[[ Records shown, beginning ]]
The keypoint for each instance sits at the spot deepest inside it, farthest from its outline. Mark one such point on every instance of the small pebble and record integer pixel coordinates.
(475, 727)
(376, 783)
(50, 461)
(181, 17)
[[ Records shown, end ]]
◆ What the task requires: Transcribe every entry verbatim.

◆ Exercise solution:
The keypoint for each instance sits at the spot deepest inside it, farthest from its outline. Mark one such point on every instance of the small pebble and record integer pixel coordinates.
(475, 727)
(376, 783)
(50, 461)
(181, 17)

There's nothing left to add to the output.